Images for object localization
• • • •

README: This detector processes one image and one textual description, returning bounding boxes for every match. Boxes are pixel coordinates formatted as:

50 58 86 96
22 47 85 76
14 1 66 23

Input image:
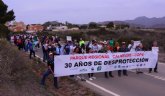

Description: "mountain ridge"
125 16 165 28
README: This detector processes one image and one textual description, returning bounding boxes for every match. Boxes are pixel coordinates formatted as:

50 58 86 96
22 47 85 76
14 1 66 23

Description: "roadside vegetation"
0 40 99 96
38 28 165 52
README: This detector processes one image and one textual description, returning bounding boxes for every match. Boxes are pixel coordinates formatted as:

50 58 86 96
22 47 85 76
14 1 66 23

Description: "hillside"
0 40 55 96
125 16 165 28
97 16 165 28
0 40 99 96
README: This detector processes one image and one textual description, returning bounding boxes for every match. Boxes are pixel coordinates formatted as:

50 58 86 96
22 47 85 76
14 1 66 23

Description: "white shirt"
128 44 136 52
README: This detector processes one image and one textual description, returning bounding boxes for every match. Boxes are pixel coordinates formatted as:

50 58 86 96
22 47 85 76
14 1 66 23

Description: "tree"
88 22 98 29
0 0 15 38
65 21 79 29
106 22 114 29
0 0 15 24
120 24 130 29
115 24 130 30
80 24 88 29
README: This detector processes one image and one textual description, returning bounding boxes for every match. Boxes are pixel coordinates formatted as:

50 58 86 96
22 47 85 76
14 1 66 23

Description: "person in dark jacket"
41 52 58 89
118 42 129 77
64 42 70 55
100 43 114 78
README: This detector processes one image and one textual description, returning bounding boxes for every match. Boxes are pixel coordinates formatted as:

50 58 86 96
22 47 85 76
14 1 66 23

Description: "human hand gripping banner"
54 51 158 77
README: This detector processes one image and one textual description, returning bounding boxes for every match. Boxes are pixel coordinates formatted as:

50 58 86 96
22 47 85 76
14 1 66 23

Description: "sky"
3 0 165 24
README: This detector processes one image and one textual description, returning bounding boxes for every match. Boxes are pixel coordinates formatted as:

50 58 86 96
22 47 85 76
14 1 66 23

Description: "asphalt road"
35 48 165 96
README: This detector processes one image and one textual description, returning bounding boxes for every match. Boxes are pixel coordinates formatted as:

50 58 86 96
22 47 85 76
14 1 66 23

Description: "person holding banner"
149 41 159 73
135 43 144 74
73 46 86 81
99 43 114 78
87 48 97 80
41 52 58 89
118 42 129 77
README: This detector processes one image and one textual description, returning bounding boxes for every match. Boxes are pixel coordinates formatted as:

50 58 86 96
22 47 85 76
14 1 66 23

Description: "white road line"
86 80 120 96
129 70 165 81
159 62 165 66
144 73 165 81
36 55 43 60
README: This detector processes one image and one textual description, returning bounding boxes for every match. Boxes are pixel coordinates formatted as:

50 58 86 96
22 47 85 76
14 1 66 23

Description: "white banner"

• • • •

**TASK TO CARRY OUT**
The copy must reproduce every entry exactly while excluding all pictures.

**RESPONSE**
README: This detector processes one image and one textual description, returning bounding boxes for every match. Boxes are pixel coordinates formatted as:

50 58 86 96
22 47 85 76
14 1 66 23

Input image:

Description: "mountain ridge"
125 16 165 28
README: This detector processes one image and one textual description, returning bounding boxes for every match. Boxes are pixel coordinates formatted as:

50 58 86 96
22 47 85 76
14 1 66 23

Description: "roadside vegetation"
0 40 99 96
38 28 165 52
README: This detector processes one image and one textual description, returning bounding boxes for every match. Boxes are pixel coordinates formatted as:

50 58 86 96
22 47 85 76
14 1 66 23

Description: "hillside"
0 40 55 96
125 16 165 28
97 16 165 28
0 40 99 96
README: This detector processes one image and one textual description, returning bounding boxes for every match. Boxes are pixel coordinates formatted as:

50 58 86 96
22 47 85 76
14 1 66 23

Description: "white shirt"
128 44 136 52
README: This detector processes one image and one textual description, returning bounding boxes for every match. Boxes are pixel coordinates formatted as:

50 58 86 96
22 47 85 76
14 1 66 23

Description: "tree"
88 22 98 29
0 0 15 38
65 21 79 29
106 22 114 29
0 0 15 24
120 24 130 29
115 24 130 30
80 24 88 29
README: This detector processes one image and one textual description, returning bounding boxes for every match. Boxes are pixel coordinates formatted as:

50 58 86 96
22 47 85 76
14 1 66 23

Description: "person in dark jacket"
41 52 58 89
118 42 129 77
64 42 70 55
100 43 114 78
README: This detector processes one image and one textual description, returning bounding boxes for every match. Boxes are pixel coordinates formatted as:

50 58 86 96
22 47 85 76
14 1 66 23

Description: "human hand gripping banner"
54 51 158 77
README: This detector processes one image and one textual description, returning bounding boxes for every match. Boxes are pixel coordinates formatted as:

50 58 86 96
22 47 85 76
14 1 66 23

Description: "sky"
3 0 165 24
README: This detector processes one image and one textual description, returning bounding boxes for every match. Boxes are pixel coordinates formatted as:

50 58 86 96
22 47 85 76
14 1 66 23

Description: "asphalt road"
35 48 165 96
README: This detector processes one image and one textual description, returning bounding boxes for every match. Boxes are pixel coordinates formatted as:

50 58 86 96
22 47 85 76
14 1 66 23

Description: "person holding banner"
149 41 159 73
135 43 144 74
73 46 86 81
99 43 114 78
87 48 97 80
41 52 58 89
118 42 129 77
README: This detector processes one image and one textual description, returning bounding boxes for every match. Boxes are pixel coordinates formatted as:

50 58 86 96
22 47 85 76
14 1 66 23

Description: "white road line"
86 80 120 96
129 70 165 81
159 62 165 66
144 73 165 81
36 55 43 60
README: This detector processes one image and one textual description, returning bounding boxes for every match. Boxes are pixel coordinates formatted as:

50 58 86 96
22 47 85 76
14 1 66 23

Description: "white banner"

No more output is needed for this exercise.